# The problem:
Look through the data below. Pick out the lines holding the string "concrete".

===== Entries shown =====

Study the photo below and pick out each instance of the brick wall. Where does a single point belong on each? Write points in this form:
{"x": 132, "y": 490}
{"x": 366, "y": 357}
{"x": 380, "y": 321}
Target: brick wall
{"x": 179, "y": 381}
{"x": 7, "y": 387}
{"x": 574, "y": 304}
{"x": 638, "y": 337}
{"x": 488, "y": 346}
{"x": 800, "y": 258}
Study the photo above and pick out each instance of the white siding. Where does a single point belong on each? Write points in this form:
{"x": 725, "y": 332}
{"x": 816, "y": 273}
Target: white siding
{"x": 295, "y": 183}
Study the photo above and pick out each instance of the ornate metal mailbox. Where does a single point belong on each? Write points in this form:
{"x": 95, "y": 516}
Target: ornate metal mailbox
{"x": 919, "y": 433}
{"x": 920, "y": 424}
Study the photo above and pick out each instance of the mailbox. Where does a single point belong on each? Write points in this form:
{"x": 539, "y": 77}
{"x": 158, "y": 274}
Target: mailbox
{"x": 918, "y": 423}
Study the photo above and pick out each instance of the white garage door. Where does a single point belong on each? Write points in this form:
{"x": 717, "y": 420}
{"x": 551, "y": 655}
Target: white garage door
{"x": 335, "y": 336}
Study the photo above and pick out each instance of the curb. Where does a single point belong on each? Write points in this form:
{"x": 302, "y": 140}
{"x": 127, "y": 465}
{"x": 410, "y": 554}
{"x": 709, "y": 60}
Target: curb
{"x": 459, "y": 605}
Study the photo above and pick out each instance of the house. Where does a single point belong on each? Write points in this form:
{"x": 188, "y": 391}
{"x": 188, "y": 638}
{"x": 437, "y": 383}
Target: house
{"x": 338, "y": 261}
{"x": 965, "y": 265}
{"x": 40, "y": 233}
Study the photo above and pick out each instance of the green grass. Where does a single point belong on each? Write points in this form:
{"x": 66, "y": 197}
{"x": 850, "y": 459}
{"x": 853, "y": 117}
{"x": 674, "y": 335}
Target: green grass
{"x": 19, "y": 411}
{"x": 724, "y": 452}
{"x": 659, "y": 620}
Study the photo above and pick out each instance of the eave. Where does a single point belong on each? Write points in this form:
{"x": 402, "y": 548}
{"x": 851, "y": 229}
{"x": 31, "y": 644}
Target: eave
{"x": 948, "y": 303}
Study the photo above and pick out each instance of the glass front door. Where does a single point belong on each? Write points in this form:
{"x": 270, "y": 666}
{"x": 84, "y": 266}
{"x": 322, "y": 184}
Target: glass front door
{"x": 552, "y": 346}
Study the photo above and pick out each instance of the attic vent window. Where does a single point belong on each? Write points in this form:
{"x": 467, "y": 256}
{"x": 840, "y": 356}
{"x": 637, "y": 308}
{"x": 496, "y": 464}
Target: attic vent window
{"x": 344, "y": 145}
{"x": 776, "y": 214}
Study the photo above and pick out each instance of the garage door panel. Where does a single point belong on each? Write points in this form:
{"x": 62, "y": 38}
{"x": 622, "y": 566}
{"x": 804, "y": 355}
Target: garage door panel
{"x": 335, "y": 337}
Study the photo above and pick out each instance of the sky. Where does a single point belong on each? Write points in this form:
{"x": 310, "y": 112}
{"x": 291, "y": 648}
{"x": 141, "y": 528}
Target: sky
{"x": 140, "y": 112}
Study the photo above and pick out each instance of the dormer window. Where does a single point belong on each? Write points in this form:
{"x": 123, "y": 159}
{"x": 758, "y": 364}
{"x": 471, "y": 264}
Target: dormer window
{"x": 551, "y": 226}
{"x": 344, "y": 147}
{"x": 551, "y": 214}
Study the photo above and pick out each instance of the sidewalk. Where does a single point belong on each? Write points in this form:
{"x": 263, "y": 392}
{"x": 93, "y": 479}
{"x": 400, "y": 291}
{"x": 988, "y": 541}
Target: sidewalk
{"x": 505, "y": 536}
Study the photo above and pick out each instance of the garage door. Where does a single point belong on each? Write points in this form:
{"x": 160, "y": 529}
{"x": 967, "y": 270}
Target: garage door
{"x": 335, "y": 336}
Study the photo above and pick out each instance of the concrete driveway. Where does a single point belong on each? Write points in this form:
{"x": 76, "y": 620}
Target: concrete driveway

=====

# Result:
Study the photo above and pick out each instance of the concrete driveway. Where does a single point belong on each? Write points in this form:
Target: concrete driveway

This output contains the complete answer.